→ TASK BRIEF: Please show every line in the items below that contains the word "target", copying each line in full.

-- Begin RECORDS SUPPLIED --

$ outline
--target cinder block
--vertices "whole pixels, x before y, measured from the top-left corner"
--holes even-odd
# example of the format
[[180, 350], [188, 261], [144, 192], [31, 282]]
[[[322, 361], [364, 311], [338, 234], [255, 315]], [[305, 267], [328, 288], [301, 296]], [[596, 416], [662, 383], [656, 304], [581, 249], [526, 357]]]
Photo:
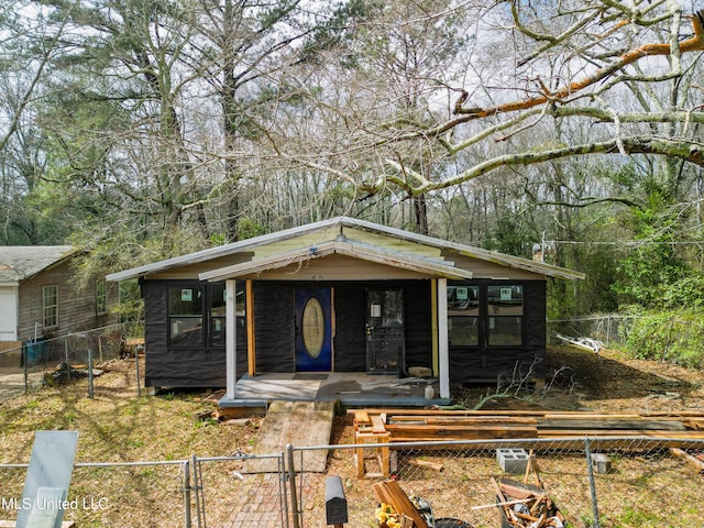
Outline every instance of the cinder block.
[[604, 453], [592, 453], [592, 469], [597, 473], [612, 471], [612, 461]]
[[496, 460], [506, 473], [525, 473], [528, 468], [528, 453], [525, 449], [497, 449]]

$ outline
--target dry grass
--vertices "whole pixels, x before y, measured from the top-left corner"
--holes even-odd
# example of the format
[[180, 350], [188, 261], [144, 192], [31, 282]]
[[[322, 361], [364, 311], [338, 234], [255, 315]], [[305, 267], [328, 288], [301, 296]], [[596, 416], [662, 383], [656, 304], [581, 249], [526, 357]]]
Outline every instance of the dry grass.
[[[551, 350], [549, 366], [556, 376], [544, 393], [524, 394], [524, 399], [496, 399], [488, 405], [503, 409], [539, 406], [605, 411], [704, 411], [701, 372], [627, 360], [612, 351], [595, 355], [568, 348]], [[487, 391], [492, 388], [465, 389], [462, 397], [471, 406]], [[116, 361], [96, 380], [92, 399], [87, 398], [87, 382], [79, 381], [68, 387], [44, 388], [0, 404], [0, 462], [26, 463], [34, 431], [38, 429], [80, 431], [77, 462], [177, 461], [193, 454], [221, 457], [251, 452], [261, 419], [252, 419], [246, 425], [194, 419], [196, 413], [216, 406], [217, 395], [207, 393], [138, 397], [134, 362]], [[338, 417], [332, 442], [353, 443], [349, 417]], [[438, 460], [444, 471], [410, 470], [404, 458], [410, 454]], [[588, 526], [592, 508], [583, 454], [546, 451], [539, 453], [539, 461], [546, 486], [572, 526]], [[704, 518], [698, 496], [702, 476], [682, 461], [667, 452], [651, 450], [618, 455], [614, 465], [613, 473], [596, 476], [602, 526], [701, 526]], [[208, 526], [257, 526], [235, 524], [232, 519], [243, 505], [251, 506], [266, 496], [271, 498], [276, 484], [272, 487], [256, 475], [240, 479], [242, 464], [238, 461], [204, 468]], [[498, 526], [495, 509], [472, 509], [494, 501], [488, 477], [499, 475], [493, 452], [405, 453], [400, 455], [399, 469], [402, 487], [430, 499], [436, 516], [462, 518], [477, 527]], [[0, 497], [20, 496], [24, 471], [0, 472]], [[345, 483], [349, 526], [373, 527], [374, 481], [354, 476], [352, 452], [334, 450], [328, 473], [341, 475]], [[67, 518], [76, 519], [81, 527], [183, 526], [180, 483], [178, 465], [77, 468], [72, 496], [109, 497], [109, 507], [72, 510]], [[305, 526], [322, 527], [324, 475], [307, 475], [305, 486]], [[15, 514], [0, 510], [0, 518], [13, 518]]]

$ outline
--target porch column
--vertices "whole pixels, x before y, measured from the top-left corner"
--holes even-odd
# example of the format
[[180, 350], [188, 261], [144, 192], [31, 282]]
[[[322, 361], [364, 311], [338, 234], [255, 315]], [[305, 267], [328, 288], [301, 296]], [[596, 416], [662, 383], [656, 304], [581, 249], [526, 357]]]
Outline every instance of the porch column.
[[438, 363], [440, 397], [450, 397], [450, 348], [448, 345], [448, 279], [438, 278]]
[[234, 384], [238, 381], [238, 326], [235, 318], [237, 295], [235, 282], [229, 278], [224, 282], [226, 292], [226, 376], [228, 396], [234, 395]]

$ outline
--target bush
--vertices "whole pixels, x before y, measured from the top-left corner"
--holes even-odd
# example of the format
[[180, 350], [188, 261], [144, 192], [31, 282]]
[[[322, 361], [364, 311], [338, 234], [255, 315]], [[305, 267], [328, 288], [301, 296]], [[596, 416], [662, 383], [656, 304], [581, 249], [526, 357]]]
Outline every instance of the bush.
[[639, 315], [630, 327], [626, 350], [634, 358], [704, 366], [704, 312], [657, 311]]

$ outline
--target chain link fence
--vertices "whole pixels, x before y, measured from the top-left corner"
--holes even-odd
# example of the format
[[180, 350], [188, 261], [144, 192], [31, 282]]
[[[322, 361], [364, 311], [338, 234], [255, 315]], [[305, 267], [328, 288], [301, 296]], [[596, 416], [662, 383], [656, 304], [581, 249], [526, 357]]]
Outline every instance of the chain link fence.
[[[359, 477], [362, 448], [367, 473]], [[386, 448], [384, 475], [380, 452]], [[307, 471], [306, 453], [314, 450], [328, 452], [326, 473]], [[537, 471], [527, 472], [530, 454]], [[702, 526], [703, 476], [690, 462], [703, 454], [702, 441], [608, 437], [288, 447], [270, 457], [77, 463], [65, 519], [121, 528], [324, 527], [326, 480], [337, 475], [352, 528], [380, 526], [374, 486], [388, 480], [420, 498], [416, 504], [430, 528], [503, 528], [509, 525], [493, 482], [505, 479], [543, 486], [570, 527]], [[13, 501], [25, 472], [26, 465], [0, 465], [0, 518], [16, 517]]]
[[564, 344], [560, 337], [568, 337], [575, 340], [588, 338], [607, 349], [624, 346], [636, 319], [636, 316], [605, 314], [578, 319], [549, 320], [548, 344]]
[[100, 365], [125, 353], [124, 324], [86, 330], [55, 339], [25, 341], [0, 352], [0, 402], [44, 385], [89, 377]]

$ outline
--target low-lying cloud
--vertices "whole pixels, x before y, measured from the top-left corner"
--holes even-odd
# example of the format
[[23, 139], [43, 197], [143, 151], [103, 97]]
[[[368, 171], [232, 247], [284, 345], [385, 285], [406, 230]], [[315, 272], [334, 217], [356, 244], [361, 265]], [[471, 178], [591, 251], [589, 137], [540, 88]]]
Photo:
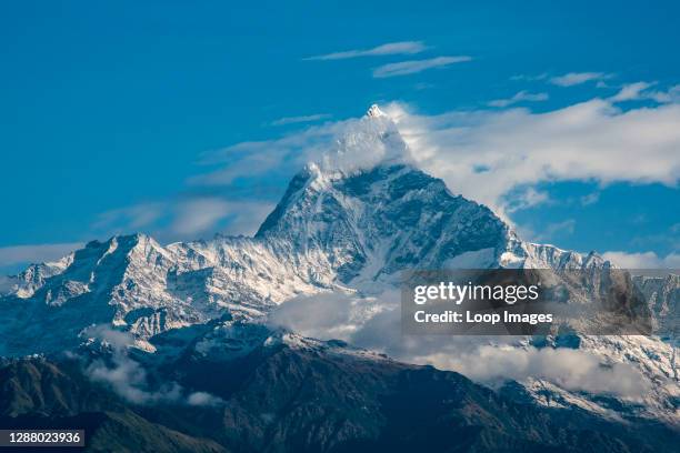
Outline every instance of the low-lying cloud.
[[128, 355], [134, 343], [131, 334], [108, 325], [90, 328], [87, 336], [97, 339], [111, 350], [108, 360], [97, 359], [86, 366], [86, 374], [94, 382], [103, 383], [133, 404], [178, 403], [189, 405], [217, 405], [218, 396], [206, 392], [187, 392], [177, 382], [167, 382], [151, 389], [146, 369]]
[[281, 304], [269, 320], [306, 336], [344, 340], [407, 363], [457, 371], [488, 385], [538, 379], [567, 390], [631, 400], [649, 391], [647, 380], [633, 366], [604, 363], [586, 351], [522, 346], [503, 336], [402, 335], [397, 290], [373, 298], [298, 296]]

-- End RECORDS SUPPLIED --

→ ANSWER TO THIS TASK:
--target cinder block
--target dry grass
--target porch column
--target bush
--target chain link fence
--target low-lying cloud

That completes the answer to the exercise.